## Instruction
Reproduce the lines verbatim, beginning at the line that contains "Every instance of the hanging" and stopping after the line that contains "x=648 y=520".

## Extracted information
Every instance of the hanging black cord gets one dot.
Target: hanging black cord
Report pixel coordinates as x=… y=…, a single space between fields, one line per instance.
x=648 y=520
* * *
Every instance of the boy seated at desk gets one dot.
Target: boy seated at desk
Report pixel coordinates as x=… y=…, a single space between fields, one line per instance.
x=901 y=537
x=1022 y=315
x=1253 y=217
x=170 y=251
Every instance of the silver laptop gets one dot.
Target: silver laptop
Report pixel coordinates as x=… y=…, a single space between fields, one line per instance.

## Exercise response
Every instance of the hanging black cord gets one dot.
Target: hanging black cord
Report pixel coordinates as x=… y=…, a single space between fields, one line per instance.
x=648 y=520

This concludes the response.